_Aim_
In your copy, include every line of the listing below exactly but none of the pictures.

****

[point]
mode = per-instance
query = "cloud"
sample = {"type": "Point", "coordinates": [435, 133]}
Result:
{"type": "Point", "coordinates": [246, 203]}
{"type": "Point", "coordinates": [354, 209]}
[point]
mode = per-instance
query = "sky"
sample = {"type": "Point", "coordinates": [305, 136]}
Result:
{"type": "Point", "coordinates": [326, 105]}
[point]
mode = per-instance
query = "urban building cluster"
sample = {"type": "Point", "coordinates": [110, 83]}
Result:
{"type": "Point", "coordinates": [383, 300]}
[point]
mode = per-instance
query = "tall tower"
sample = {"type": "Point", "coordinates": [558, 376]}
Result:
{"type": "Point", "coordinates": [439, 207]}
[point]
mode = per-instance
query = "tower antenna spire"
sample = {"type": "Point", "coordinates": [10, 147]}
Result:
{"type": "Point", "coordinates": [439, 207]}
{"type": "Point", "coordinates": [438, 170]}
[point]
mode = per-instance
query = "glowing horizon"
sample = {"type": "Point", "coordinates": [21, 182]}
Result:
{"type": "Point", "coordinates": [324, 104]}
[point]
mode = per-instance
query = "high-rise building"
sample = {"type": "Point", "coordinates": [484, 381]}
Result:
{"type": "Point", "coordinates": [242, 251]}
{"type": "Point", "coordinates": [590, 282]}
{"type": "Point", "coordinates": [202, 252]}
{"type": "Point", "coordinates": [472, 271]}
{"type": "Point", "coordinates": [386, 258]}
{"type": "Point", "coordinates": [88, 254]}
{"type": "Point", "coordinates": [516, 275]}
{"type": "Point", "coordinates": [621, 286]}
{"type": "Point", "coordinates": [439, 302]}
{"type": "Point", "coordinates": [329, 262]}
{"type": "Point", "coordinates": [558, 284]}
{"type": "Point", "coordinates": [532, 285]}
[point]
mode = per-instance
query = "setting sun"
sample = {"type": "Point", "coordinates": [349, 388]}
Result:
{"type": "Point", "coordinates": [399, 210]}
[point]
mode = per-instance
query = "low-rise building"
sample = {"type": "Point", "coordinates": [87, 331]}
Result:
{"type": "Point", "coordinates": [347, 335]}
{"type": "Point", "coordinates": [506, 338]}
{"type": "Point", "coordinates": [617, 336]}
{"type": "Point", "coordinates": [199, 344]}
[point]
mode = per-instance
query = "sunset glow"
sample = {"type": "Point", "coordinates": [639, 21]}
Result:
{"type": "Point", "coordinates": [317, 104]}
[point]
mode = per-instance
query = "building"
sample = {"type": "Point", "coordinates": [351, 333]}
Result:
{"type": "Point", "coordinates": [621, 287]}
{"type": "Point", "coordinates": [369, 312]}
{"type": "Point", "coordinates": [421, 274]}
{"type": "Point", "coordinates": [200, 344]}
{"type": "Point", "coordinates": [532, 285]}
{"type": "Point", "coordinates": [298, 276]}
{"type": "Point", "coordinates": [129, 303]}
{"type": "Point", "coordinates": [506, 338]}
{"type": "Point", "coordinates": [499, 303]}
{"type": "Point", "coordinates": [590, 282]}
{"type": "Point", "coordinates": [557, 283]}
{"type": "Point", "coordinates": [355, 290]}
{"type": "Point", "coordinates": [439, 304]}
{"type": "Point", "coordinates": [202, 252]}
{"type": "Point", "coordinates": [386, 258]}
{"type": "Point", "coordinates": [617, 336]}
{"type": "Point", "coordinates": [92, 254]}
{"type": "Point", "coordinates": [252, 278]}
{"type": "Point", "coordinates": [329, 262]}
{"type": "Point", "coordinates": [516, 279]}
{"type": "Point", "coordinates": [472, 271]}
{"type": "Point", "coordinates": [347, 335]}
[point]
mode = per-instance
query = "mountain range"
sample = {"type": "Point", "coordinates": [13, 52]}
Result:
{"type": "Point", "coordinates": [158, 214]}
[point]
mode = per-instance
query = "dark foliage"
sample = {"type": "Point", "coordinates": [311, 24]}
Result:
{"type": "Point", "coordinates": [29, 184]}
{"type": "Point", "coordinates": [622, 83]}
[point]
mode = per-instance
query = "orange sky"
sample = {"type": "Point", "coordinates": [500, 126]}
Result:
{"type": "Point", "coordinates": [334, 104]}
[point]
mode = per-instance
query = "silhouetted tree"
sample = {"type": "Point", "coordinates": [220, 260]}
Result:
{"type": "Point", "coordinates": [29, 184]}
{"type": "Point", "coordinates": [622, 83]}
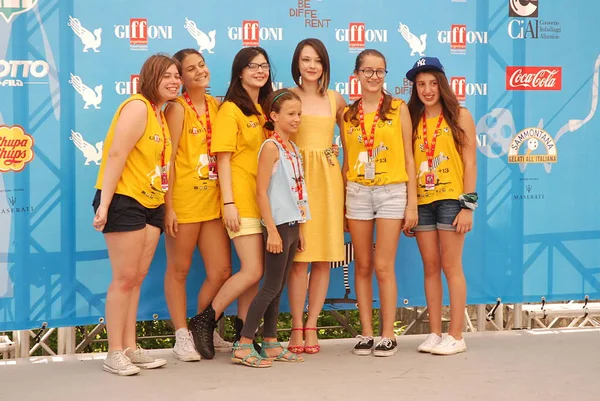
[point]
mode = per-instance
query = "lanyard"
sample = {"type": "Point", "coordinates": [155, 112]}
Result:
{"type": "Point", "coordinates": [430, 151]}
{"type": "Point", "coordinates": [162, 119]}
{"type": "Point", "coordinates": [212, 165]}
{"type": "Point", "coordinates": [368, 141]}
{"type": "Point", "coordinates": [297, 177]}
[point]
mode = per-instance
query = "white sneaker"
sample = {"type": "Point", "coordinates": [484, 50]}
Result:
{"type": "Point", "coordinates": [184, 347]}
{"type": "Point", "coordinates": [140, 357]}
{"type": "Point", "coordinates": [116, 362]}
{"type": "Point", "coordinates": [220, 344]}
{"type": "Point", "coordinates": [449, 346]}
{"type": "Point", "coordinates": [430, 342]}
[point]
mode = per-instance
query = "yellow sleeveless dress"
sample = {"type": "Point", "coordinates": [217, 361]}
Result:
{"type": "Point", "coordinates": [324, 232]}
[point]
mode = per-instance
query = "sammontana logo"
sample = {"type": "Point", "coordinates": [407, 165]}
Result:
{"type": "Point", "coordinates": [532, 137]}
{"type": "Point", "coordinates": [9, 9]}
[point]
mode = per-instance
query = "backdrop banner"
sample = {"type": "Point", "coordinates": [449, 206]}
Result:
{"type": "Point", "coordinates": [526, 69]}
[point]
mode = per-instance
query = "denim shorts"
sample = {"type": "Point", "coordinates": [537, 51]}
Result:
{"type": "Point", "coordinates": [438, 215]}
{"type": "Point", "coordinates": [365, 202]}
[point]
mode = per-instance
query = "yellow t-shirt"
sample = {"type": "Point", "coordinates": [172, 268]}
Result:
{"type": "Point", "coordinates": [195, 197]}
{"type": "Point", "coordinates": [242, 136]}
{"type": "Point", "coordinates": [141, 177]}
{"type": "Point", "coordinates": [447, 163]}
{"type": "Point", "coordinates": [388, 149]}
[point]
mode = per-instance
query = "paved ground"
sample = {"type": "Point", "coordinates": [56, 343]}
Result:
{"type": "Point", "coordinates": [525, 365]}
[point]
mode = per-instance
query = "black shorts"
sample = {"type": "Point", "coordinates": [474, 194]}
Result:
{"type": "Point", "coordinates": [127, 214]}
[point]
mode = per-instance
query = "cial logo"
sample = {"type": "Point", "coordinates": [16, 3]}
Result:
{"type": "Point", "coordinates": [139, 33]}
{"type": "Point", "coordinates": [90, 97]}
{"type": "Point", "coordinates": [462, 88]}
{"type": "Point", "coordinates": [458, 37]}
{"type": "Point", "coordinates": [90, 40]}
{"type": "Point", "coordinates": [310, 15]}
{"type": "Point", "coordinates": [525, 25]}
{"type": "Point", "coordinates": [523, 8]}
{"type": "Point", "coordinates": [9, 9]}
{"type": "Point", "coordinates": [533, 78]}
{"type": "Point", "coordinates": [16, 148]}
{"type": "Point", "coordinates": [417, 44]}
{"type": "Point", "coordinates": [204, 40]}
{"type": "Point", "coordinates": [128, 87]}
{"type": "Point", "coordinates": [357, 35]}
{"type": "Point", "coordinates": [23, 72]}
{"type": "Point", "coordinates": [539, 147]}
{"type": "Point", "coordinates": [251, 33]}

****

_Worked solution_
[point]
mode = per-instance
query = "cloud"
sample = {"type": "Point", "coordinates": [435, 133]}
Result:
{"type": "Point", "coordinates": [246, 203]}
{"type": "Point", "coordinates": [354, 209]}
[point]
mode = per-instance
query = "sky"
sample = {"type": "Point", "coordinates": [305, 136]}
Result:
{"type": "Point", "coordinates": [326, 105]}
[point]
mode = per-instance
query = "urban building cluster"
sample = {"type": "Point", "coordinates": [110, 83]}
Result:
{"type": "Point", "coordinates": [383, 300]}
[point]
mode = per-instance
query = "tall tower"
sample = {"type": "Point", "coordinates": [558, 376]}
Result:
{"type": "Point", "coordinates": [439, 207]}
[point]
mode = per-instance
query = "tower antenna spire"
sample = {"type": "Point", "coordinates": [10, 147]}
Result:
{"type": "Point", "coordinates": [439, 207]}
{"type": "Point", "coordinates": [438, 170]}
[point]
mode = per-instance
query = "glowing horizon"
sample = {"type": "Point", "coordinates": [21, 182]}
Result:
{"type": "Point", "coordinates": [324, 104]}
[point]
mode = per-instance
query = "high-rise building"
sample = {"type": "Point", "coordinates": [484, 381]}
Result:
{"type": "Point", "coordinates": [242, 251]}
{"type": "Point", "coordinates": [590, 282]}
{"type": "Point", "coordinates": [202, 252]}
{"type": "Point", "coordinates": [472, 271]}
{"type": "Point", "coordinates": [386, 258]}
{"type": "Point", "coordinates": [88, 254]}
{"type": "Point", "coordinates": [516, 275]}
{"type": "Point", "coordinates": [621, 286]}
{"type": "Point", "coordinates": [439, 302]}
{"type": "Point", "coordinates": [329, 262]}
{"type": "Point", "coordinates": [558, 284]}
{"type": "Point", "coordinates": [532, 285]}
[point]
mode = per-instance
query = "setting sun"
sample = {"type": "Point", "coordinates": [349, 388]}
Result:
{"type": "Point", "coordinates": [399, 210]}
[point]
mode = per-instance
query = "low-rise building"
sample = {"type": "Point", "coordinates": [87, 331]}
Result:
{"type": "Point", "coordinates": [347, 335]}
{"type": "Point", "coordinates": [506, 338]}
{"type": "Point", "coordinates": [617, 336]}
{"type": "Point", "coordinates": [199, 344]}
[point]
mode = per-instance
query = "sunset glow"
sample = {"type": "Point", "coordinates": [639, 21]}
Result:
{"type": "Point", "coordinates": [317, 104]}
[point]
mode = per-instance
query = "building"
sample = {"type": "Point", "coordinates": [351, 333]}
Result:
{"type": "Point", "coordinates": [621, 287]}
{"type": "Point", "coordinates": [369, 312]}
{"type": "Point", "coordinates": [421, 274]}
{"type": "Point", "coordinates": [200, 344]}
{"type": "Point", "coordinates": [532, 285]}
{"type": "Point", "coordinates": [298, 276]}
{"type": "Point", "coordinates": [129, 303]}
{"type": "Point", "coordinates": [506, 338]}
{"type": "Point", "coordinates": [499, 303]}
{"type": "Point", "coordinates": [590, 282]}
{"type": "Point", "coordinates": [557, 283]}
{"type": "Point", "coordinates": [355, 290]}
{"type": "Point", "coordinates": [439, 304]}
{"type": "Point", "coordinates": [202, 252]}
{"type": "Point", "coordinates": [386, 258]}
{"type": "Point", "coordinates": [617, 336]}
{"type": "Point", "coordinates": [92, 254]}
{"type": "Point", "coordinates": [252, 278]}
{"type": "Point", "coordinates": [329, 262]}
{"type": "Point", "coordinates": [516, 279]}
{"type": "Point", "coordinates": [472, 271]}
{"type": "Point", "coordinates": [347, 335]}
[point]
mode = per-instance
query = "mountain range"
sample = {"type": "Point", "coordinates": [13, 52]}
Result:
{"type": "Point", "coordinates": [158, 214]}
[point]
mode = per-instance
query = "dark foliage"
sample = {"type": "Point", "coordinates": [311, 24]}
Result:
{"type": "Point", "coordinates": [29, 184]}
{"type": "Point", "coordinates": [622, 83]}
[point]
mode = per-instance
query = "orange sky"
sample = {"type": "Point", "coordinates": [500, 126]}
Result:
{"type": "Point", "coordinates": [334, 104]}
[point]
mode = per-instance
query = "silhouetted tree"
sample = {"type": "Point", "coordinates": [220, 260]}
Result:
{"type": "Point", "coordinates": [29, 184]}
{"type": "Point", "coordinates": [622, 83]}
[point]
mode = per-instance
query = "lanyard"
sample = {"type": "Point", "coordinates": [155, 112]}
Result:
{"type": "Point", "coordinates": [430, 151]}
{"type": "Point", "coordinates": [162, 119]}
{"type": "Point", "coordinates": [212, 165]}
{"type": "Point", "coordinates": [368, 141]}
{"type": "Point", "coordinates": [297, 177]}
[point]
mode = per-instance
query = "white sneaker"
sample = {"type": "Point", "coordinates": [484, 50]}
Result:
{"type": "Point", "coordinates": [184, 347]}
{"type": "Point", "coordinates": [140, 357]}
{"type": "Point", "coordinates": [116, 362]}
{"type": "Point", "coordinates": [220, 344]}
{"type": "Point", "coordinates": [449, 346]}
{"type": "Point", "coordinates": [430, 342]}
[point]
mode = per-instance
query = "yellow sleeveless dress"
sample = {"type": "Point", "coordinates": [217, 361]}
Result:
{"type": "Point", "coordinates": [324, 232]}
[point]
mode = per-instance
query = "sammontana logo"
sample = {"type": "Point", "coordinates": [407, 165]}
Result:
{"type": "Point", "coordinates": [532, 137]}
{"type": "Point", "coordinates": [9, 9]}
[point]
mode = per-instance
query = "backdrop banner"
sample = {"type": "Point", "coordinates": [449, 206]}
Result:
{"type": "Point", "coordinates": [526, 69]}
[point]
mode = per-instance
query = "denim shorts"
sample = {"type": "Point", "coordinates": [537, 51]}
Result:
{"type": "Point", "coordinates": [438, 215]}
{"type": "Point", "coordinates": [365, 202]}
[point]
mode = per-instance
query = "yellow t-shirt"
sample = {"type": "Point", "coordinates": [172, 268]}
Result:
{"type": "Point", "coordinates": [195, 197]}
{"type": "Point", "coordinates": [242, 136]}
{"type": "Point", "coordinates": [141, 177]}
{"type": "Point", "coordinates": [447, 163]}
{"type": "Point", "coordinates": [388, 149]}
[point]
mode = per-instance
query = "paved ground"
sample = {"type": "Point", "coordinates": [56, 343]}
Result:
{"type": "Point", "coordinates": [525, 365]}
[point]
mode = per-instance
query = "black shorts"
sample = {"type": "Point", "coordinates": [474, 194]}
Result:
{"type": "Point", "coordinates": [127, 214]}
[point]
mode = per-instance
query = "cial logo"
sample = {"type": "Point", "coordinates": [16, 3]}
Result:
{"type": "Point", "coordinates": [139, 33]}
{"type": "Point", "coordinates": [90, 97]}
{"type": "Point", "coordinates": [462, 88]}
{"type": "Point", "coordinates": [458, 37]}
{"type": "Point", "coordinates": [90, 40]}
{"type": "Point", "coordinates": [310, 15]}
{"type": "Point", "coordinates": [525, 25]}
{"type": "Point", "coordinates": [523, 8]}
{"type": "Point", "coordinates": [9, 9]}
{"type": "Point", "coordinates": [533, 78]}
{"type": "Point", "coordinates": [16, 148]}
{"type": "Point", "coordinates": [417, 44]}
{"type": "Point", "coordinates": [204, 40]}
{"type": "Point", "coordinates": [128, 87]}
{"type": "Point", "coordinates": [357, 35]}
{"type": "Point", "coordinates": [23, 72]}
{"type": "Point", "coordinates": [539, 147]}
{"type": "Point", "coordinates": [251, 33]}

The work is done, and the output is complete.